--- Given records Enclosed Below ---
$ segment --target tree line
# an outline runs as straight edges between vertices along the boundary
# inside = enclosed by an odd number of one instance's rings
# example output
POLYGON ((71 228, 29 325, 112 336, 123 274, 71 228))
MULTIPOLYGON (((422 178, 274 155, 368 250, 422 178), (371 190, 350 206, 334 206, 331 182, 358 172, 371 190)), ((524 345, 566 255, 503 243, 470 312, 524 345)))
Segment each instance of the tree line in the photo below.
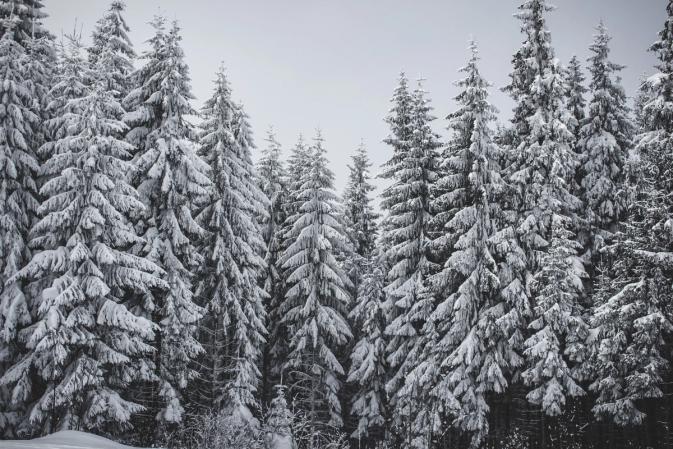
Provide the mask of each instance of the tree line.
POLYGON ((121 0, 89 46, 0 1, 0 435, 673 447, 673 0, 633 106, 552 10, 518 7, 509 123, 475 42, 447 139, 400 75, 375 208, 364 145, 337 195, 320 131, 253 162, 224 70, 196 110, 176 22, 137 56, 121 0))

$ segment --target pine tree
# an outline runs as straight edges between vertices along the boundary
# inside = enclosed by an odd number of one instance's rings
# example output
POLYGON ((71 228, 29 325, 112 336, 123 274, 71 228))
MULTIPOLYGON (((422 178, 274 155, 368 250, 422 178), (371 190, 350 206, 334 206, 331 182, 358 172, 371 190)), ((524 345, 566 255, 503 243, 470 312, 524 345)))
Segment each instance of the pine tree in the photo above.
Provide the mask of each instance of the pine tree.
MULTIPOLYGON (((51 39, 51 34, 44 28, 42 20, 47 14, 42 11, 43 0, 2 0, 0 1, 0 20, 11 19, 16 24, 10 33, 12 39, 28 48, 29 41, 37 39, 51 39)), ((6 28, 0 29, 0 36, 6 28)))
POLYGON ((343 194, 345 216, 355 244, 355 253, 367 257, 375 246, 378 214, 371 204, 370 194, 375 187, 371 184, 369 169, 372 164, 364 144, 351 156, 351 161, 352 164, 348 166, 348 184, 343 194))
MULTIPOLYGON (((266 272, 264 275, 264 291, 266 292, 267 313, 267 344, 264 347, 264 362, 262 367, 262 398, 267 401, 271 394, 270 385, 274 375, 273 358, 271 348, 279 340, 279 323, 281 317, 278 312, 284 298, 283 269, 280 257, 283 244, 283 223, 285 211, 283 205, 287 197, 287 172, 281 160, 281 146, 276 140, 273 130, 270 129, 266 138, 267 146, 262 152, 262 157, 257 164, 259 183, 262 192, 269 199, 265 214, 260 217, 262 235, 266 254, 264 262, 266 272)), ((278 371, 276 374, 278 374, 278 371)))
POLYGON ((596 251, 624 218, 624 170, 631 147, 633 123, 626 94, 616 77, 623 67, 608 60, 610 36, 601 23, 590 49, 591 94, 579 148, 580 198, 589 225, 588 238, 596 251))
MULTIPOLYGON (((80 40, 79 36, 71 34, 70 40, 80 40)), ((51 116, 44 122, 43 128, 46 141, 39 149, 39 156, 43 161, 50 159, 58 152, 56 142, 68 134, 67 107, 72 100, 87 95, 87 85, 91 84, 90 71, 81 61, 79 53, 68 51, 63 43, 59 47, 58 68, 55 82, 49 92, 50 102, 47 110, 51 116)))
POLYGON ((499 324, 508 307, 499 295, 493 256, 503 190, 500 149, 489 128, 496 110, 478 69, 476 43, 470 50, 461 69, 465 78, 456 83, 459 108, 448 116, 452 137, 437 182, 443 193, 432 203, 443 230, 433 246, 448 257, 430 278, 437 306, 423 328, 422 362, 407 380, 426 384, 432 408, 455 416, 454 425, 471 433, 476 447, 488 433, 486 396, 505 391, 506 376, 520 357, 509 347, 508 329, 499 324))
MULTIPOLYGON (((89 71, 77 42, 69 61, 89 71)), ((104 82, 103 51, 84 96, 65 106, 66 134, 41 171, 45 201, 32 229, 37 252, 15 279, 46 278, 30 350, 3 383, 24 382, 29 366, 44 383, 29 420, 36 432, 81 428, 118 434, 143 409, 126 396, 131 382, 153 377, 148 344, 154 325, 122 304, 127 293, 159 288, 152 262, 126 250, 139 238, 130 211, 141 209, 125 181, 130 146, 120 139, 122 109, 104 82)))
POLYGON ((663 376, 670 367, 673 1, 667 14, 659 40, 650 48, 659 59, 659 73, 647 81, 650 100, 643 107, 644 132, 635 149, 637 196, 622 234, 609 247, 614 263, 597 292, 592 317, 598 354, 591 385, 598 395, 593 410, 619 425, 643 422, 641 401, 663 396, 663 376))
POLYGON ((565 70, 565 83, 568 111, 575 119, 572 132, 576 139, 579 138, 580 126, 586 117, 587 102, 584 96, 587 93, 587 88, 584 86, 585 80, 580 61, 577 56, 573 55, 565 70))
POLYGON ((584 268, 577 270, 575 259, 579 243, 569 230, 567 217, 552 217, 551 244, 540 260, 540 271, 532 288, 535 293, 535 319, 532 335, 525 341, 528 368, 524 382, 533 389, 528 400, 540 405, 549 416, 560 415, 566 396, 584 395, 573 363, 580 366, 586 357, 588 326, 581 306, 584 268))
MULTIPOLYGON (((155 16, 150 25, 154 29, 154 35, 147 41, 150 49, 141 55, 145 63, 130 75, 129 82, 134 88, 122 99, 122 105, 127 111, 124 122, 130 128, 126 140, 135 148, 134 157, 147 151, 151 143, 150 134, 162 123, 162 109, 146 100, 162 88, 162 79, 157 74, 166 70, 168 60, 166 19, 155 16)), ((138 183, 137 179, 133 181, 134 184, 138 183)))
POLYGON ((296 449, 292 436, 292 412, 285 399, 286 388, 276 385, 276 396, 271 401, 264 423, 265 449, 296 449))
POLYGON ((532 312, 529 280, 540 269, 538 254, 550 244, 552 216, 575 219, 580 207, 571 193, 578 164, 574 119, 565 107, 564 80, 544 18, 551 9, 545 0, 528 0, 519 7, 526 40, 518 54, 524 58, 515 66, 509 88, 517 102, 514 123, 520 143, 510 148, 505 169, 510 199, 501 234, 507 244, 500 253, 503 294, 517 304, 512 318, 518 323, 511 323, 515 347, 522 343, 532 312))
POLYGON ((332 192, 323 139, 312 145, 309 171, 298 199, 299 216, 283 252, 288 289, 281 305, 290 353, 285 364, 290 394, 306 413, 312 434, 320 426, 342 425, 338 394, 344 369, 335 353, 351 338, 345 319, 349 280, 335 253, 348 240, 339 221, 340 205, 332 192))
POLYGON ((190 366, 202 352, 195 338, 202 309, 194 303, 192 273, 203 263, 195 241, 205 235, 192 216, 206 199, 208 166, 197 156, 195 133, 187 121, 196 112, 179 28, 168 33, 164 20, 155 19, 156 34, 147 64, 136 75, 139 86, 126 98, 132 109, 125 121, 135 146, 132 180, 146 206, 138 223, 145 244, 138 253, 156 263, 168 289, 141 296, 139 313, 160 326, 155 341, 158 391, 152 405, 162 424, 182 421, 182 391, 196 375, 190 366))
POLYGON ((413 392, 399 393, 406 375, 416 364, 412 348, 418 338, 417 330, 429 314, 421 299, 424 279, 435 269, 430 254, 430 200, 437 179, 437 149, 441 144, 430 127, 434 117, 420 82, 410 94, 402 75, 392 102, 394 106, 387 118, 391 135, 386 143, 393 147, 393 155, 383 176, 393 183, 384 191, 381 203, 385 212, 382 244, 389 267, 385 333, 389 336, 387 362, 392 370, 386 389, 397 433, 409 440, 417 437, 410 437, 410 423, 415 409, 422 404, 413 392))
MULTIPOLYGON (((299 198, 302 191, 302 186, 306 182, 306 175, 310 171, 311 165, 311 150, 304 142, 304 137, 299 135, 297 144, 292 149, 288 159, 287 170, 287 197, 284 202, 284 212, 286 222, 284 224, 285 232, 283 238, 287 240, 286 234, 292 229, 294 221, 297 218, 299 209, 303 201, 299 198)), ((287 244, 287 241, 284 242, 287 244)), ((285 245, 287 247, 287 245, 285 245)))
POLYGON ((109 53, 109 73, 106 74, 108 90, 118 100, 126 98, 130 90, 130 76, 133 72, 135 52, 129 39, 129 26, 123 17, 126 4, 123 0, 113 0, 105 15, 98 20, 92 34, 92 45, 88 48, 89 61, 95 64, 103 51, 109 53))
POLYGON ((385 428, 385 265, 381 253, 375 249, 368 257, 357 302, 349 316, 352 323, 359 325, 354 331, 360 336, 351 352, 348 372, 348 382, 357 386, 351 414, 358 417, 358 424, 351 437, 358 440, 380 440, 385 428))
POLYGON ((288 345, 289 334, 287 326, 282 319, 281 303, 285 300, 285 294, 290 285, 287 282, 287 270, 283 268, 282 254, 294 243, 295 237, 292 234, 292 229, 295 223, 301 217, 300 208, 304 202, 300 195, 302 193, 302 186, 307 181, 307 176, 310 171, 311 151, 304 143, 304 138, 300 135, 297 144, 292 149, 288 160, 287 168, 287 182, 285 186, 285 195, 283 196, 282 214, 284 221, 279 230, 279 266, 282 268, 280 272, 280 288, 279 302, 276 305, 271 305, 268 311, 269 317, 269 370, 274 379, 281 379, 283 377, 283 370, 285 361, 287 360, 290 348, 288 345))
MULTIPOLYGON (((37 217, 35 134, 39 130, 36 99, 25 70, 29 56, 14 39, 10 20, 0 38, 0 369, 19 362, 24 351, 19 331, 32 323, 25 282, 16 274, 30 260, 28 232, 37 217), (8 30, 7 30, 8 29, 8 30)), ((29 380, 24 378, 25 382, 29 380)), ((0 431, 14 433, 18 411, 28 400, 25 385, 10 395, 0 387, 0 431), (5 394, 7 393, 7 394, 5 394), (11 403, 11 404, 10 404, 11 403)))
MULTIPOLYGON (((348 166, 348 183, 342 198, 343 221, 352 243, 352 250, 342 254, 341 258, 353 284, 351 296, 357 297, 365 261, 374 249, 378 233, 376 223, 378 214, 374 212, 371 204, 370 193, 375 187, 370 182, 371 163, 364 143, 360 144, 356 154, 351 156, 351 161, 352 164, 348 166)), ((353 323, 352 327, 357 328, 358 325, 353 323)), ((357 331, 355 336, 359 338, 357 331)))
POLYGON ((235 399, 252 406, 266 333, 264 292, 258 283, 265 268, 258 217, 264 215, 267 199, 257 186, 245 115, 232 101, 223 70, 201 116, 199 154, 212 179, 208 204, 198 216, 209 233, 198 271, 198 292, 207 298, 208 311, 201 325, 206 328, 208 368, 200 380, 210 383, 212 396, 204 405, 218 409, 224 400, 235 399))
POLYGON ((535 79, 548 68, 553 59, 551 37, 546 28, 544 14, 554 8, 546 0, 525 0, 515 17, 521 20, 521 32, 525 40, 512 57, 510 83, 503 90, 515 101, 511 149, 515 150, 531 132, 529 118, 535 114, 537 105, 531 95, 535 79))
--- End of Enclosed Given records ---
--- Given records Enclosed Below ---
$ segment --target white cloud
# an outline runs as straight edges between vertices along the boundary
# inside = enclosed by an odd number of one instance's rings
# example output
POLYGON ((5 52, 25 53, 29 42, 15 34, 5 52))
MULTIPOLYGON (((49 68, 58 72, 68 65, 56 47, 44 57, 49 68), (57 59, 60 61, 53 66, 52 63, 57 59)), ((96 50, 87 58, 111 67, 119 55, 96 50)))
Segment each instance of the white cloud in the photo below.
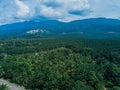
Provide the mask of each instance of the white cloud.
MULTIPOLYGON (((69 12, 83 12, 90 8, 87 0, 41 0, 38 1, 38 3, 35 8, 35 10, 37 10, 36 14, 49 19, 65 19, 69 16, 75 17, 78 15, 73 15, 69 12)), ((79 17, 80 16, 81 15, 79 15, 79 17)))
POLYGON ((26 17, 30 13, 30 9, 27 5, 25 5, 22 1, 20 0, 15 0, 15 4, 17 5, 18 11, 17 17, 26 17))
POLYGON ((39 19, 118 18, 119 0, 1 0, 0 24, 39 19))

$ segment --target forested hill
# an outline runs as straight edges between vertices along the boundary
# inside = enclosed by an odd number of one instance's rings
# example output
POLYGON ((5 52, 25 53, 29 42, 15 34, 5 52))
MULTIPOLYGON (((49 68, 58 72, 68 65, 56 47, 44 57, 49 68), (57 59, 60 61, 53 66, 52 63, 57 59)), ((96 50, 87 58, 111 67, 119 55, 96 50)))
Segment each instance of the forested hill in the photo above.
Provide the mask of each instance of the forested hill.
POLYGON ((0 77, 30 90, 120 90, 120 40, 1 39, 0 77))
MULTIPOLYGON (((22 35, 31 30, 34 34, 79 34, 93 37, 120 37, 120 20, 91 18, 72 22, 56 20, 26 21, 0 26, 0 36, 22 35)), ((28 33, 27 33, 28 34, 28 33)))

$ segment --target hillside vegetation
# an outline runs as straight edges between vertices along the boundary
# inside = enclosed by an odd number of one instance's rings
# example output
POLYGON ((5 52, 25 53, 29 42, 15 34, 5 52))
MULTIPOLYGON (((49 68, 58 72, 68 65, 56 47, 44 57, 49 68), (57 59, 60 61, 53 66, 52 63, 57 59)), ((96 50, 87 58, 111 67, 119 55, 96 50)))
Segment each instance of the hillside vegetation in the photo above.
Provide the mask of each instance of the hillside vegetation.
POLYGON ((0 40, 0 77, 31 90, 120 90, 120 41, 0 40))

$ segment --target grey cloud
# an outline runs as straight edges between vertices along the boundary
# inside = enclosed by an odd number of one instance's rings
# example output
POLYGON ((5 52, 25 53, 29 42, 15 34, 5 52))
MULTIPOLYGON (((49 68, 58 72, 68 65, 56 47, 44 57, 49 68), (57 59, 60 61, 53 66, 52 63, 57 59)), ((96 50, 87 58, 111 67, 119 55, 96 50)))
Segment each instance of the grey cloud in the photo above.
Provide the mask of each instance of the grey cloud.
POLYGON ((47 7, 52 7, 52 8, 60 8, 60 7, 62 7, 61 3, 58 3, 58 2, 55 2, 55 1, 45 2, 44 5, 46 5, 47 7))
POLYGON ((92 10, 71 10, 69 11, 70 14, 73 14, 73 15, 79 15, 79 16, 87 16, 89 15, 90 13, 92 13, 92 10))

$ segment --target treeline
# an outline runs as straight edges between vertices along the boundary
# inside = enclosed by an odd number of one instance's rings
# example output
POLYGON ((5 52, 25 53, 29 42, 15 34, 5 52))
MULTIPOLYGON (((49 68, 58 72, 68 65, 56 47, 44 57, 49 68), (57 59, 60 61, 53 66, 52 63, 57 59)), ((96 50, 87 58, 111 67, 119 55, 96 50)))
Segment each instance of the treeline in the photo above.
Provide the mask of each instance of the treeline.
--- End of Enclosed Given records ---
◆ **What the task requires**
Copy out each line of the data that includes the string "above".

◆ **Task output**
Segment each instance of the pine tree in the photo above.
Segment each instance of the forested hill in the photo above.
Segment each instance of the hillside vegetation in the photo above.
Segment each instance of the grey cloud in the photo above.
Segment each instance of the treeline in the photo above.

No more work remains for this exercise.